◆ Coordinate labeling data

--------------------------------

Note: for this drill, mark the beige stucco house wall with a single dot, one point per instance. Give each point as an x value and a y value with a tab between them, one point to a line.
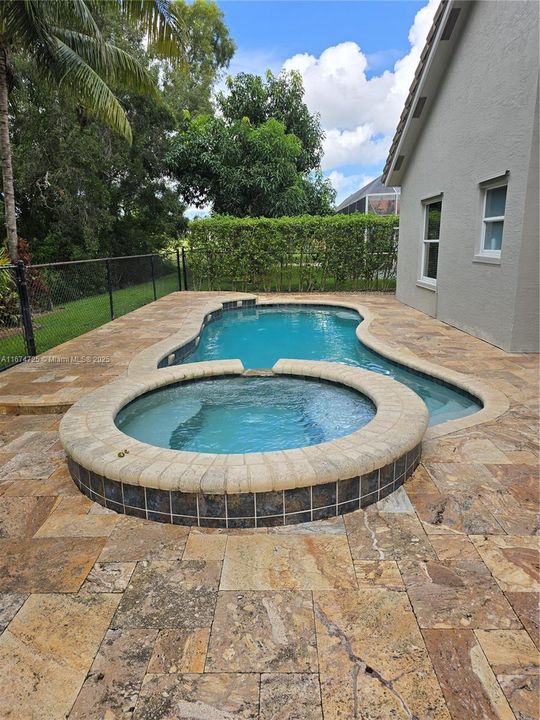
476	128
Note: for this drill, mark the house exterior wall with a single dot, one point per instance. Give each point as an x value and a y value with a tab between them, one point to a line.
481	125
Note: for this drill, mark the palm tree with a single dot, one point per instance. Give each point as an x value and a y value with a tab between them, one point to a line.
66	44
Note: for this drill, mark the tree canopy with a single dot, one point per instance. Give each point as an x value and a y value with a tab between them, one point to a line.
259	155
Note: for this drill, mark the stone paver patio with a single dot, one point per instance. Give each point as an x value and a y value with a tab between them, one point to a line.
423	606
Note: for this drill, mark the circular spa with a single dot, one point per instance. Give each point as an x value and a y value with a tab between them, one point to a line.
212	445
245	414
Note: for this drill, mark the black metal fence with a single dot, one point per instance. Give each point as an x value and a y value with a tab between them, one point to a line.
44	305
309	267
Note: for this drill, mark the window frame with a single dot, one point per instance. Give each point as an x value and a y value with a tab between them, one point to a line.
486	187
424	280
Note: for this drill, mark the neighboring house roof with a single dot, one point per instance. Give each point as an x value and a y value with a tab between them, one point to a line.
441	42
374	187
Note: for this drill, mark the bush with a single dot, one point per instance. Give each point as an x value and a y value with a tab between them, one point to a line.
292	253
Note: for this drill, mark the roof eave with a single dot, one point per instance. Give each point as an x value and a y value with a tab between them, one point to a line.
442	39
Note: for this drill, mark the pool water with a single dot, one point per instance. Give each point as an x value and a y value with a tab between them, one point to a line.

--------------------------------

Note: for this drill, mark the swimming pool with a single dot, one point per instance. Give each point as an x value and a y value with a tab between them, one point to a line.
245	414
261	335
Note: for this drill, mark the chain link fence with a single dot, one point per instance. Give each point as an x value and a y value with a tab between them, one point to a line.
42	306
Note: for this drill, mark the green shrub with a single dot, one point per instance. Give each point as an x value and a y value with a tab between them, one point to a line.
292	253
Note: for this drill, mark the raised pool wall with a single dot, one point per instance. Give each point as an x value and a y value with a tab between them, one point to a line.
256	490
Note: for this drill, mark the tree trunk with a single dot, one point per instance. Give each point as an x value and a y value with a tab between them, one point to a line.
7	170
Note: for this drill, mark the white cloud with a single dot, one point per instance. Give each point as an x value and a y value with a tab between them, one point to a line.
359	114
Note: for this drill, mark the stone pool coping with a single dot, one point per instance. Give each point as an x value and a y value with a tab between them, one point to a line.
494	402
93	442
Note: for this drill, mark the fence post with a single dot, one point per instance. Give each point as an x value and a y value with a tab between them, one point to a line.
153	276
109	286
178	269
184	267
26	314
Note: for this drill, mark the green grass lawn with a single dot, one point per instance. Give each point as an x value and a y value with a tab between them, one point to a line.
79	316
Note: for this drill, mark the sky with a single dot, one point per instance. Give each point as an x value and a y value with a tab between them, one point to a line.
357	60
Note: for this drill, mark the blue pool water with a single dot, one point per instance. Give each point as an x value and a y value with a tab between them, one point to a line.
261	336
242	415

--------------------------------

◆ Objective
Which lines in the records contain the word "roof"? Copy out each of them in full.

◆ Written response
Note: for this drill, mark the neighboring house roof with a single dot, one point per instance. Give each point as an x value and a y value with a tab between them, one point to a line.
Note: for this drill, mark the roof eave with a single dot, one point per instance. Give each point as an x value and a y value with a tab between them, one point to a line.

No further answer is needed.